▶ **Tasks and exercises**:
A - Transcribe the stretch of the mailing-list reply from "Strange, I thought" through "not htsearch.".
B - List every person whose first and last names are both written out in full in the mailing-list reply.
C - According to the mailing-list reply, which program was Michael restructuring?
# Article start
Re: [htdig-dev] Proper way of accessing results?

From: Geoff H. <ghu...@ws...> - 2001-10-17 21:02:21

On Wed, 17 Oct 2001, Gilles Detillieux wrote:

> > Are there any particular dos and donts concerning the access of your searcher 
> > class? Can I use one searcher incarnation for multiple searches?
> > 
> > Any comments appreciated.
> 
> I haven't seen any responses to your question, but I think perhaps either

Strange, I thought I included the list on that. So it goes.

> Michael Haggerty or Geoff Hutchison should be able to answer.

No that's not quite right. Michael was doing some restructuring of htdig,
not htsearch.

> classes in other programs.  With the 3.2.0b4 code as it stands now, I don't
> think it's that easy to just strip out what you need.
# Article end
# Data listing start
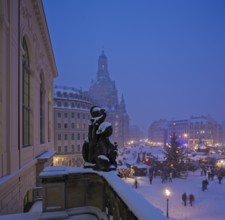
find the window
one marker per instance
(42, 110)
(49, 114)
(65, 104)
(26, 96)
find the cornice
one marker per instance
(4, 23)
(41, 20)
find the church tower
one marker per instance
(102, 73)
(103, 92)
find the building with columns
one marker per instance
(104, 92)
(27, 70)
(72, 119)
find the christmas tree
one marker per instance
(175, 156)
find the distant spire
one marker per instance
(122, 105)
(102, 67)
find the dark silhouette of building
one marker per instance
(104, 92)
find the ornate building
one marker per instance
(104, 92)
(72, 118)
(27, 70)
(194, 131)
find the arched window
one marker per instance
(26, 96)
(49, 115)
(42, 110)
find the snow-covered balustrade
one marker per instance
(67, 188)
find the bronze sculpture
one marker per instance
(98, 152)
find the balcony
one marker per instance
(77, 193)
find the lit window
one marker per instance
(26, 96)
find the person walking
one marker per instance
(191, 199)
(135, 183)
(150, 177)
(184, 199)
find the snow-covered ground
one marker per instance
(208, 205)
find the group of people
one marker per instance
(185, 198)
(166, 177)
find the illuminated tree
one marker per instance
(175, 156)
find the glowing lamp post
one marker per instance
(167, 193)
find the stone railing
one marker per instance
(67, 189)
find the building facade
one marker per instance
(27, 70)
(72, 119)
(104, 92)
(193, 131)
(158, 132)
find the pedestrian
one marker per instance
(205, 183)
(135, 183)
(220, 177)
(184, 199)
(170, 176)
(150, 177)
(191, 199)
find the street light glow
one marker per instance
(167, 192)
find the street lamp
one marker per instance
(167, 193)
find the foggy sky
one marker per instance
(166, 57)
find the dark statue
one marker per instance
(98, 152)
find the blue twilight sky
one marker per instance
# Data listing end
# Data listing start
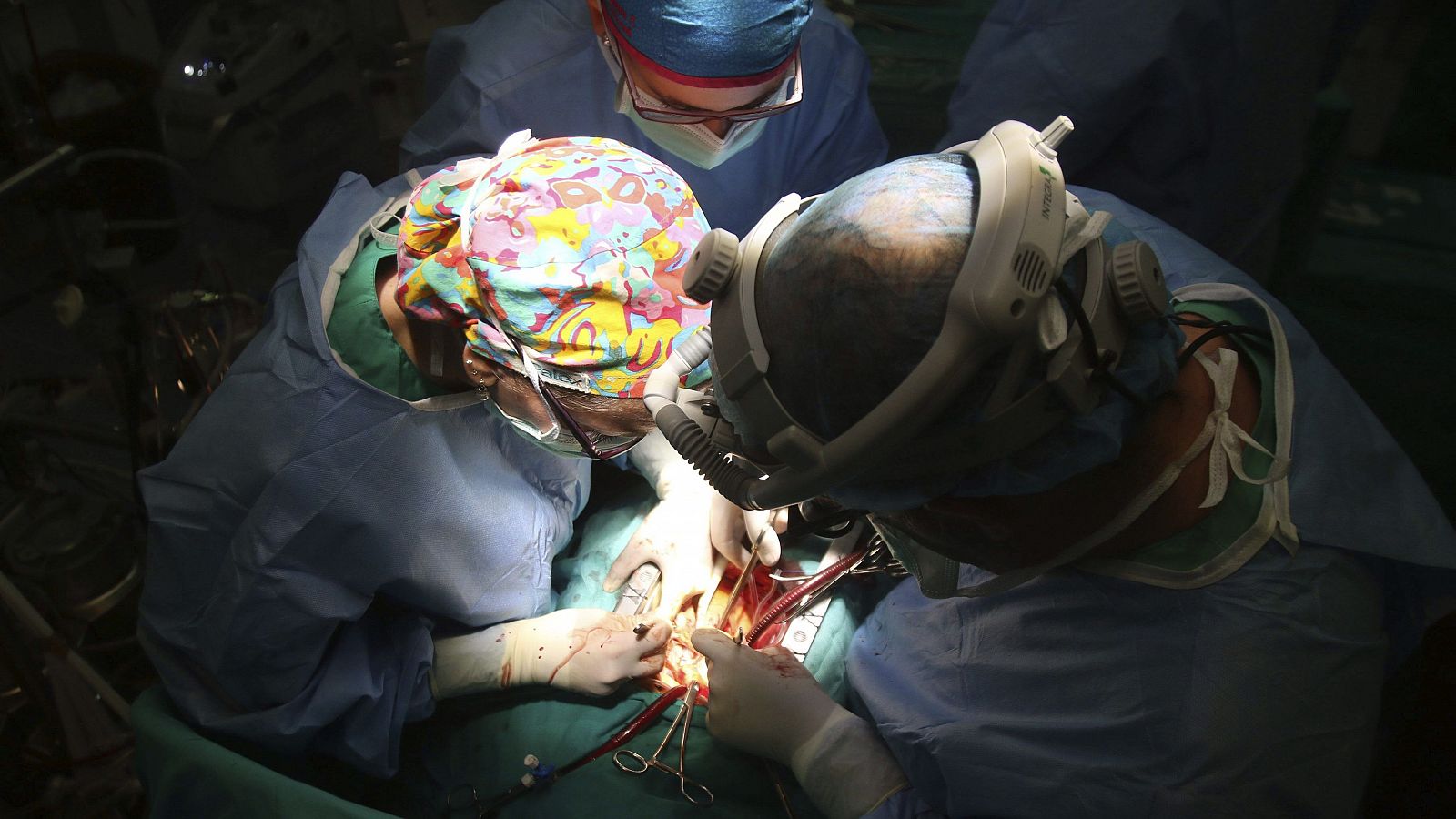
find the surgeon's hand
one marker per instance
# Data listing end
# Data listing start
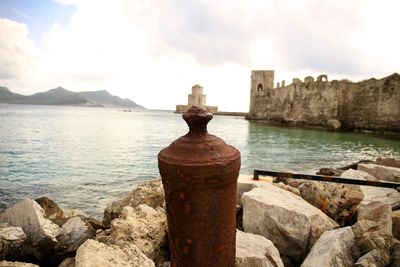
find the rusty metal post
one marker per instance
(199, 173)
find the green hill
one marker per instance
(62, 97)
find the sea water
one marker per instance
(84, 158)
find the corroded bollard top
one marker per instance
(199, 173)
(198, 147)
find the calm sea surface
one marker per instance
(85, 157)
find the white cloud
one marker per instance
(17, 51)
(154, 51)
# Data listing end
▶ **Task-by-task answers**:
A -
Strange, I thought I included the list on that. So it goes.

> Michael Haggerty or Geoff Hutchison should be able to answer.

No that's not quite right. Michael was doing some restructuring of htdig,
not htsearch.

B -
Gilles Detillieux
Michael Haggerty
Geoff Hutchison

C - htdig, not htsearch.